## Passage to read:
Billy Ray (born 1962) is an American screenwriter and film director. He began writing for television and movies in 1994 with Color of Night. He has written numerous films including Captain Phillips (2013) and Richard Jewell (2019).

Biography
Ray was born in Los Angeles, and raised in Encino, Los Angeles, California. He is from a Jewish family, and attended Steven Wise Temple and Birmingham High School. Starting in 2003, he began to direct as well as write; his first film was Shattered Glass, inspired by the true story of Stephen Glass, a journalist who fabricated a majority of his stories.  He was nominated for the Most Promising Filmmaker by the Chicago Film Critics Association and an Independent Spirit Award for Best Screenplay for his work on this film. Breach (2007), which Ray co-wrote and directed, tells a similar story about Robert Hanssen, an FBI agent convicted of spying for the Soviet Union and later, Russia, for more than two decades, and Eric O'Neill, who worked as his assistant and helped bring about his downfall.

[Point annotations for photos]
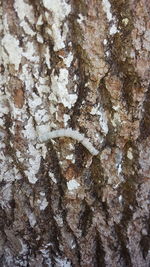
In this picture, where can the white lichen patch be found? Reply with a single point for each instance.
(42, 202)
(98, 110)
(113, 29)
(29, 131)
(107, 9)
(60, 9)
(80, 18)
(51, 175)
(66, 119)
(130, 154)
(67, 60)
(32, 219)
(30, 52)
(107, 6)
(24, 10)
(27, 28)
(14, 52)
(33, 164)
(59, 89)
(72, 185)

## Written tasks:
A. List every film title named in the Billy Ray biography.
B. Answer these from the Billy Ray biography, one per line:
(i) In what year did Ray begin writing for television and movies?
(ii) Which high school did Ray attend?
(iii) Who worked as Robert Hanssen's assistant?
C. Pick up the Billy Ray biography after its final sentence and continue it.

## Responses to the exercise:
A.
Color of Night
Captain Phillips
Richard Jewell
Shattered Glass
Breach

B.
(i) 1994
(ii) Birmingham High School
(iii) Eric O'Neill

C.
He is perhaps best known for writing the screenplay to the 2012 blockbuster, The Hunger Games, and his Academy Award-nominated screenplay for the 2013 film, Captain Phillips. Ray also worked with the advertising agency Barkley to help write the AMC Theatres 2021 "We Make Movies Better" campaign starring Nicole Kidman.

Filmography
Films

Television

References

External links
The Dialogue: Learn from the Masters Interview

Living people
American male writers
American male screenwriters
Jewish American screenwriters
American film directors
American television writers
Place of birth missing (living people)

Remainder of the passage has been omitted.